● **Exercise**
Scale the records below from the line with "Outline every instance of the window mullion." to the line with "M 41 45 L 37 46 L 37 80 L 41 81 Z", both included. Write out every one of those lines again, requests included, multiplying only the coordinates in the answer outlines by 2.4 and rounding each to a whole number, halves up.

● **Listed entries**
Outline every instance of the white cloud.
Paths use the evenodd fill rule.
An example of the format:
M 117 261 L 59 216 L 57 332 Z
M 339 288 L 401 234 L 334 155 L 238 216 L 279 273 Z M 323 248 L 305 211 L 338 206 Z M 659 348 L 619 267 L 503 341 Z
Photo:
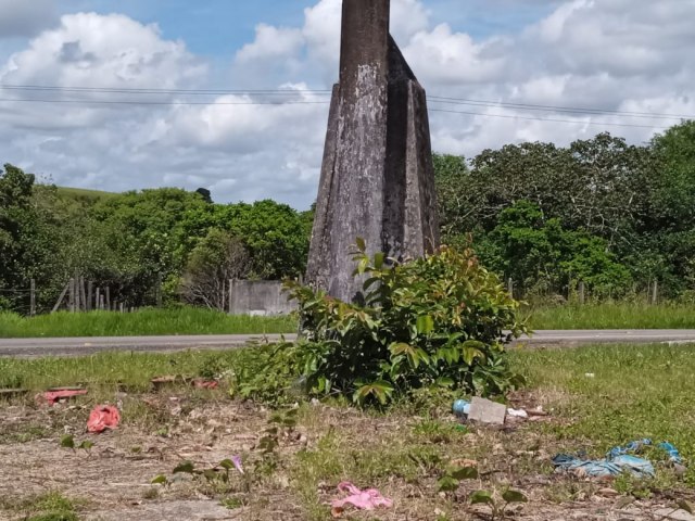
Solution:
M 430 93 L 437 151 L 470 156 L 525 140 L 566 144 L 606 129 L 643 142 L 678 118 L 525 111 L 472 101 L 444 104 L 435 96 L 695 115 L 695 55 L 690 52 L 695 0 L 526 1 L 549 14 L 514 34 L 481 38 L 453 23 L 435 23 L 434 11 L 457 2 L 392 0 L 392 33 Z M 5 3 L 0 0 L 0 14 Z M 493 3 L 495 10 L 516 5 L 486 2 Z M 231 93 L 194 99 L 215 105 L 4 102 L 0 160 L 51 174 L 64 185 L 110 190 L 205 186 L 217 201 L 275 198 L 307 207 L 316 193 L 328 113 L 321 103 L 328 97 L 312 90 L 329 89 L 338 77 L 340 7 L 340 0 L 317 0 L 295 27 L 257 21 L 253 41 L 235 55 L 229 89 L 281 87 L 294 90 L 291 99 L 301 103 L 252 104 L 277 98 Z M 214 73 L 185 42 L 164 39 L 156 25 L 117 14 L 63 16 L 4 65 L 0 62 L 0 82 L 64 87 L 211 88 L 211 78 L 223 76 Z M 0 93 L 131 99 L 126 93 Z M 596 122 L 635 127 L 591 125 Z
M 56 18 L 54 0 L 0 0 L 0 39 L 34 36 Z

--

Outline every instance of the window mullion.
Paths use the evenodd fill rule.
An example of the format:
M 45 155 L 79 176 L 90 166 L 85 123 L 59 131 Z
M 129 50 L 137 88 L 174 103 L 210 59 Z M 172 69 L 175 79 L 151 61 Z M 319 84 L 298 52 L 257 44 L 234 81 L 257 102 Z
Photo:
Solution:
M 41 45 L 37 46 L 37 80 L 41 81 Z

● **Output for this task**
Outline every instance of the window mullion.
Paths use the evenodd fill rule.
An example of the format:
M 45 155 L 79 176 L 90 166 L 85 123 L 59 131 Z
M 129 50 L 137 88 L 174 103 L 210 59 Z M 172 69 L 175 79 L 151 61 Z M 319 84 L 298 52 L 257 44 L 234 81 L 257 102 Z
Photo:
Solution:
M 98 108 L 89 110 L 89 192 L 98 194 Z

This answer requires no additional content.